_WHAT THIS TASK INVOLVES_
Transcribe the data exactly, omitting whatever pictures it holds.

### RECORDS FOR THIS TASK ###

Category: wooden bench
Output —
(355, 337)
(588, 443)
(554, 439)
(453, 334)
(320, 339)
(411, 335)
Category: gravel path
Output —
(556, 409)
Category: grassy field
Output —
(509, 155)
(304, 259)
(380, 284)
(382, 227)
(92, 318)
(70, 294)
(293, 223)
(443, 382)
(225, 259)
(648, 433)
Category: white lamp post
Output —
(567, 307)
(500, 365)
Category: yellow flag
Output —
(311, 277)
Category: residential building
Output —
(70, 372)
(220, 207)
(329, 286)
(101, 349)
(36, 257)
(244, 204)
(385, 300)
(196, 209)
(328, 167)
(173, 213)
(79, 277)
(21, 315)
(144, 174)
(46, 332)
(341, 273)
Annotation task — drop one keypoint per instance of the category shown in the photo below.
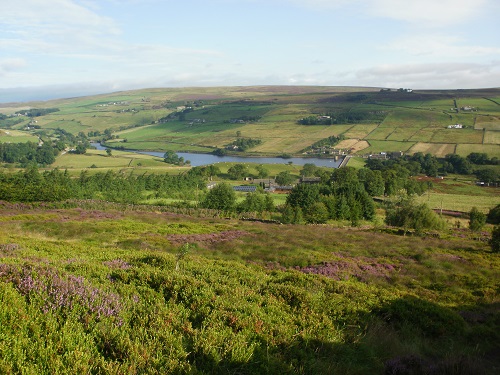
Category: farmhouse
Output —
(310, 180)
(245, 188)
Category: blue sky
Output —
(57, 48)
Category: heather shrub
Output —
(426, 318)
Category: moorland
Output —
(115, 262)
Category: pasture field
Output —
(437, 149)
(457, 202)
(97, 161)
(16, 136)
(458, 136)
(389, 146)
(270, 113)
(403, 134)
(424, 134)
(492, 137)
(380, 133)
(109, 289)
(408, 118)
(360, 131)
(488, 123)
(466, 148)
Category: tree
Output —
(80, 149)
(220, 197)
(171, 157)
(476, 219)
(495, 239)
(262, 171)
(308, 170)
(284, 178)
(494, 215)
(237, 171)
(317, 213)
(407, 214)
(487, 175)
(303, 196)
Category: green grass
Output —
(95, 289)
(421, 117)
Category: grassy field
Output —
(108, 289)
(458, 193)
(402, 117)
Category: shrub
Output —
(476, 219)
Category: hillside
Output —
(205, 119)
(94, 287)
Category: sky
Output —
(61, 48)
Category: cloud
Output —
(436, 13)
(430, 76)
(439, 46)
(54, 26)
(433, 13)
(12, 64)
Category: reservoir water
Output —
(205, 159)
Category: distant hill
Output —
(280, 119)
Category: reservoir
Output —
(205, 159)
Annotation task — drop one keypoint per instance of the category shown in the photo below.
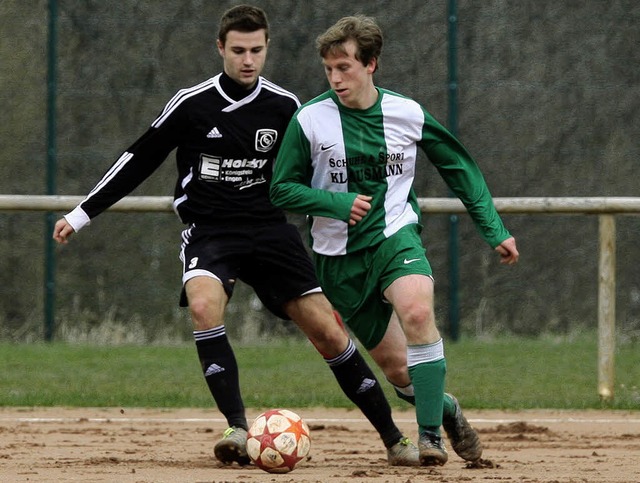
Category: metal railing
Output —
(606, 208)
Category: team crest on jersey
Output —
(265, 139)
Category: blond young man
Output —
(227, 131)
(348, 160)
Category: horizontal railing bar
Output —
(549, 205)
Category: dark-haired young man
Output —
(227, 131)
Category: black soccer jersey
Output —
(225, 154)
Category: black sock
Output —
(220, 370)
(361, 386)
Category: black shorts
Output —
(272, 259)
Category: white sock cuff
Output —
(417, 354)
(405, 390)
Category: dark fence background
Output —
(548, 103)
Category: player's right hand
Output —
(62, 231)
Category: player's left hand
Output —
(508, 252)
(360, 207)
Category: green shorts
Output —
(355, 283)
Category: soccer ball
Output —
(277, 440)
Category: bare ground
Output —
(151, 445)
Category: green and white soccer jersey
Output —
(330, 153)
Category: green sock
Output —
(449, 408)
(428, 383)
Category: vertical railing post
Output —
(606, 307)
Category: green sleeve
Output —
(464, 178)
(291, 184)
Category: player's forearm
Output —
(298, 198)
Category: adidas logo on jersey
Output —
(214, 133)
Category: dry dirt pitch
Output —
(150, 446)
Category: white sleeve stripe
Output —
(279, 90)
(180, 96)
(117, 166)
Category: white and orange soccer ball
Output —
(278, 440)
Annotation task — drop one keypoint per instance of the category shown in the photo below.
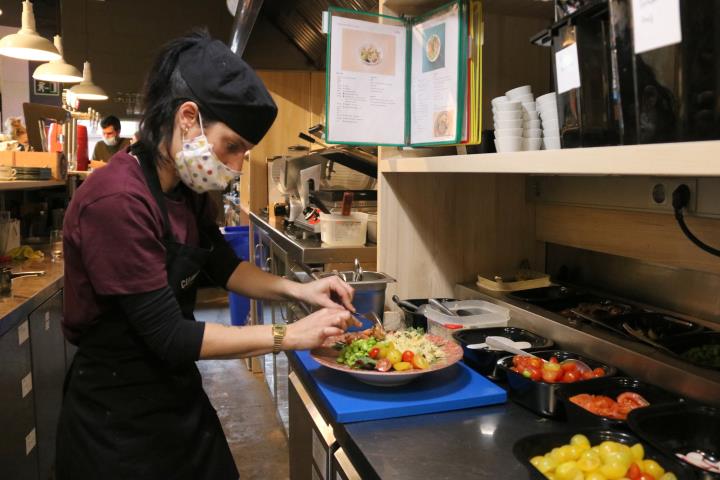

###

_WRITTEN ANSWER_
Category: wooden bench
Output —
(355, 337)
(588, 443)
(554, 439)
(453, 334)
(320, 339)
(411, 335)
Category: gravel path
Output —
(556, 409)
Category: grassy field
Output —
(509, 155)
(304, 259)
(380, 284)
(382, 227)
(92, 318)
(70, 294)
(293, 223)
(443, 382)
(225, 259)
(648, 433)
Category: white lamp post
Output —
(567, 307)
(500, 365)
Category: yellow flag
Output —
(311, 277)
Category: residential building
Output —
(70, 372)
(220, 207)
(329, 286)
(101, 349)
(36, 257)
(244, 204)
(385, 300)
(196, 209)
(328, 167)
(173, 213)
(79, 277)
(21, 315)
(144, 174)
(46, 332)
(341, 273)
Annotation task — drop one keypoint per instance of the category shown in the photo below.
Category: farmhouse
Output —
(310, 180)
(245, 188)
Category: blue sky
Output —
(57, 48)
Category: heather shrub
Output —
(426, 318)
Category: moorland
Output —
(115, 262)
Category: pasture field
Output —
(437, 149)
(457, 202)
(97, 161)
(16, 136)
(458, 136)
(389, 146)
(270, 113)
(403, 134)
(424, 134)
(492, 137)
(380, 133)
(109, 289)
(408, 118)
(360, 131)
(488, 123)
(466, 148)
Category: tree
Output —
(80, 149)
(220, 197)
(171, 157)
(476, 219)
(495, 239)
(262, 171)
(308, 170)
(284, 178)
(494, 215)
(237, 171)
(317, 213)
(407, 214)
(487, 175)
(303, 196)
Category: green grass
Output —
(95, 289)
(421, 117)
Category: grassy field
Output —
(108, 289)
(458, 193)
(402, 117)
Category: shrub
Output —
(476, 219)
Category: hillside
Output —
(205, 119)
(94, 287)
Category: sky
Output —
(61, 48)
Category: cloud
Output —
(436, 13)
(430, 76)
(439, 46)
(54, 26)
(433, 13)
(12, 64)
Category: reservoir water
Output —
(205, 159)
Category: distant hill
Output —
(280, 119)
Category: reservoir
Output —
(205, 159)
Annotation task — drop one keypoint per instance of the category shown in the photo below.
Category: metal railing
Output —
(606, 208)
Category: team crest on jersey
Output —
(265, 139)
Category: blond young man
Output —
(227, 131)
(348, 160)
Category: horizontal railing bar
Output —
(549, 205)
Category: dark-haired young man
Output —
(227, 131)
Category: black soccer jersey
Output —
(225, 154)
Category: black sock
Output —
(220, 370)
(361, 386)
Category: black shorts
Output —
(272, 259)
Category: white sock cuff
Output —
(417, 354)
(405, 390)
Category: dark fence background
Output —
(548, 103)
Category: player's right hand
Output —
(62, 231)
Category: player's left hand
Output —
(508, 252)
(360, 207)
Category: green shorts
Output —
(355, 283)
Category: soccer ball
Output —
(277, 440)
Category: bare ground
Output —
(151, 445)
Category: green and white soccer jersey
Output —
(330, 153)
Category: green sock
Output —
(449, 408)
(428, 383)
Category: vertical railing post
Output —
(606, 307)
Category: green sleeve
Output —
(464, 178)
(291, 184)
Category: player's forearm
Output —
(298, 198)
Category: adidas logo on jersey
Output —
(214, 133)
Category: dry dirt pitch
Output —
(150, 446)
Category: white sleeve stripe
Output —
(279, 90)
(180, 96)
(117, 166)
Category: white and orange soccer ball
Output —
(278, 440)
Annotation task — drop one keypoint per instance of the category shown in the photo below.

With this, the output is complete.